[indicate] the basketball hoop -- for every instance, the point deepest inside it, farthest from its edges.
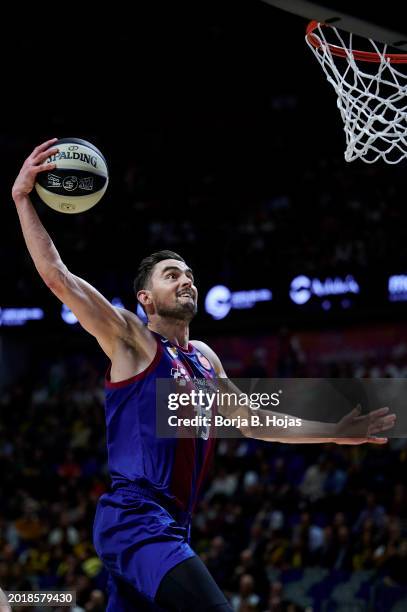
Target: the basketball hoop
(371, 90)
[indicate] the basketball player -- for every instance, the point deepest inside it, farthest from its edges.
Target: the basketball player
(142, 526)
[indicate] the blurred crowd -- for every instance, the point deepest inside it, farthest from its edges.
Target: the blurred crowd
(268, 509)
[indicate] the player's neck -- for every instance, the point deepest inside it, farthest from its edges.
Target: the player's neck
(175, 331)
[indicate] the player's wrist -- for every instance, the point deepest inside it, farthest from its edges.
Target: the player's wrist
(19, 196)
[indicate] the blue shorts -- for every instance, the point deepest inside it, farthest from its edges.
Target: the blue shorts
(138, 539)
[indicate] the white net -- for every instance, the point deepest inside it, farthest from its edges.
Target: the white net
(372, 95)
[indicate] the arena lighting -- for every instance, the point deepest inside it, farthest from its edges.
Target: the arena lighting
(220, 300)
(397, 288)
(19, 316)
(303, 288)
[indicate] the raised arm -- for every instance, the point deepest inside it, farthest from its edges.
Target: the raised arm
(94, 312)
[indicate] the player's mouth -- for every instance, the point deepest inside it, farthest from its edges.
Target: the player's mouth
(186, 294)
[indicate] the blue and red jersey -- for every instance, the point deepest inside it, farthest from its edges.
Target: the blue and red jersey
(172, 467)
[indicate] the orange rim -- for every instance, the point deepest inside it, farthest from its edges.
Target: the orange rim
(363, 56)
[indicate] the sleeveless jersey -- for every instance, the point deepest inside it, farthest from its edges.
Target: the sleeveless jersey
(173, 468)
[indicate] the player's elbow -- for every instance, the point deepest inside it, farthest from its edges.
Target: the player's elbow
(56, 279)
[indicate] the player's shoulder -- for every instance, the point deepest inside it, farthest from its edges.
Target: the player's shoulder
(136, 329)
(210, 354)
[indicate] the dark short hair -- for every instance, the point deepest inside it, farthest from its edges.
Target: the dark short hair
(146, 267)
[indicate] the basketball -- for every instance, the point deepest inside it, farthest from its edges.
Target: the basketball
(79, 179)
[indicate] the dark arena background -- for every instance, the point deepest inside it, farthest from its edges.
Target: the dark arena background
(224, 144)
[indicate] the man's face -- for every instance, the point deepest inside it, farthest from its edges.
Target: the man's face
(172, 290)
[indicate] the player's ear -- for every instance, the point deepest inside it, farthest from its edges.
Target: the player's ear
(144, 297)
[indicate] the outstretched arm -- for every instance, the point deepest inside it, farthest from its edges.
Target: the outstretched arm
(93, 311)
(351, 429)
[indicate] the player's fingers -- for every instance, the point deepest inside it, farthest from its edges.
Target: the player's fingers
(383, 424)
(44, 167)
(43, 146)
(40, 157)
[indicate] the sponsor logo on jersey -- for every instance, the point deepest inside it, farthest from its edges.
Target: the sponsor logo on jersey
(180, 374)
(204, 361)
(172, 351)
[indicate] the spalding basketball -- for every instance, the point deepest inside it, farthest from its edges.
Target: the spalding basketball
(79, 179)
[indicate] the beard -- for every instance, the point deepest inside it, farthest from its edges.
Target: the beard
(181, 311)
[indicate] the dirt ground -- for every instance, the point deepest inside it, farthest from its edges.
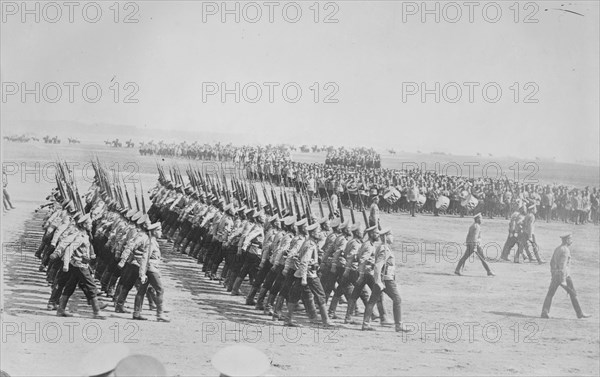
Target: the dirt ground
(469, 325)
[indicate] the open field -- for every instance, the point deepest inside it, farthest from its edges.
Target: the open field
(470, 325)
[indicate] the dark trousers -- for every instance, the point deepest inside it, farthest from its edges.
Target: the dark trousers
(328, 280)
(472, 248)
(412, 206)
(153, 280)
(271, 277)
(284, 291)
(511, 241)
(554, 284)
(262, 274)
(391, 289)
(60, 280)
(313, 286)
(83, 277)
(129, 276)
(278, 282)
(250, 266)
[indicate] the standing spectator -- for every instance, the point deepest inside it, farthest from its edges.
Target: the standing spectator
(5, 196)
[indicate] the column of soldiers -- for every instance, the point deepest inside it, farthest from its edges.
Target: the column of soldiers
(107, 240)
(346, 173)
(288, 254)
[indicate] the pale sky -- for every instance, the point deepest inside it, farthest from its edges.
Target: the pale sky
══════════════════════════════
What to do
Output every entry verbatim. Pictures do not belong in the copy.

Exercise response
[indicate] the basketball hoop -- for every instance, the point deepest inside it, farthest from its edges.
Target: the basketball hoop
(371, 90)
[indicate] the basketball player -- for every instance, the point deepest inside it, farthest from its edges.
Target: the basketball player
(142, 526)
[indicate] the blurred crowd -- for every instance, the point deepest inside it, farthest from its edges.
Target: the blurred crowd
(268, 509)
[indicate] the player's neck -- for every instance, the point deepest inside it, farthest from its edges.
Target: the player's neck
(175, 331)
[indicate] the player's wrist -- for every instance, the point deepest inside it, farthest from its edges.
Target: the player's wrist
(19, 196)
[indicate] the blue shorts -- for every instance, the point deepest inside it, farthest from its edges.
Target: the blue shorts
(138, 539)
[indicate] the white net -- for every instance, the point deepest inside it, farthest from its edges.
Target: the white net
(372, 95)
[indicate] the arena lighting -- for every instance, the point deepest inside it, farthest from its edges.
Target: the arena lighting
(220, 300)
(397, 288)
(19, 316)
(303, 288)
[indicate] the raised arm -- for every instance, the point deepest inside it, farthest from its edges.
Target: the raised arm
(94, 312)
[indicate] the player's mouth -- for every instance, the point deepest inside it, farthest from its edges.
Target: the player's mouth
(186, 294)
[indicate] the blue and red jersey -- for every instance, the point deepest inside it, farthest from its edges.
Target: the blue and red jersey
(172, 467)
[indicate] the orange rim -- for every instance, the point deepest inside it, farthest from its edges.
Target: the orange rim
(363, 56)
[indicate] the sleeveless jersey -- for every instance, the point deepest inside it, farthest from its edges.
Target: the sleeveless jersey
(173, 468)
[indicate] the player's elbow -- for every instance, the point deepest inside it, farthest from its edges.
Target: the player's elbow
(56, 279)
[indicate] the player's shoulder -- for every instance, the point deepest inside it, farthest from its edges.
Target: the player's shoulder
(136, 329)
(210, 354)
[indicate] the dark short hair -- for every instance, the point deepest inside it, farthest from its edges.
Target: the dark short hair
(146, 267)
[indicate] the basketball -- for every instance, the point deepest inside it, farthest from its edges.
Target: the basketball
(79, 179)
[indicate] the dark arena background -- for every instance, the point deepest inside it, farthest from its edges.
Target: the dark arena background
(224, 144)
[indicate] the man's face -- for every instance, the point deepest inside it, farthest from its edges.
Target: the man's face
(172, 290)
[indicate] the player's ear -- for every instance, the point deepest inside it, farthest from its edges.
Target: the player's ear
(144, 297)
[indicate] the outstretched arm -- for every instance, the point deepest inside it, farthest from its edges.
Target: the outstretched arm
(93, 311)
(351, 429)
[indicate] the player's fingers -- for every instance, the point deepest inside it, farthest from its edges.
Target: the player's fingers
(383, 424)
(44, 167)
(43, 146)
(40, 157)
[indicate] the sponsor logo on jersey -- for every instance, the point deepest inside it, farthest from its edges.
Target: the sponsor logo on jersey
(180, 374)
(204, 361)
(172, 351)
[indicate] the spalding basketball -- for every instance, the point deepest inside it, farthest from its edges.
Target: the spalding basketball
(79, 179)
[indicate] the beard -- for every instance, the point deepest inside it, farthest from its edges.
Target: the beard
(181, 311)
[indicate] the dirt ground -- for every instance, the point deepest inside it, farthest from its edges.
Target: the dirt ground
(469, 325)
[indicate] the open field -- for every instance, the point deepest inside it, farthest from its edges.
Target: the open field
(470, 325)
[indicate] the dark trousers -- for every instance, the point deepest inside it, farthest from its edges.
Target: the dark trousers
(328, 280)
(472, 248)
(412, 206)
(153, 280)
(271, 277)
(284, 291)
(511, 241)
(554, 284)
(262, 274)
(391, 289)
(60, 280)
(313, 286)
(83, 277)
(129, 276)
(278, 282)
(250, 266)
[indicate] the standing spectator -- for every instance, the point deepest inside it, farthest from its edges.
Target: the standing spectator
(5, 196)
[indicate] the column of soldiers -- for every instance, the point deepest inside it, farthest from its edges.
Target: the column of soldiers
(107, 240)
(346, 173)
(288, 254)
[indicate] the pale sky -- for every instance, the point deepest inside it, farthest from its edges.
Target: the pale sky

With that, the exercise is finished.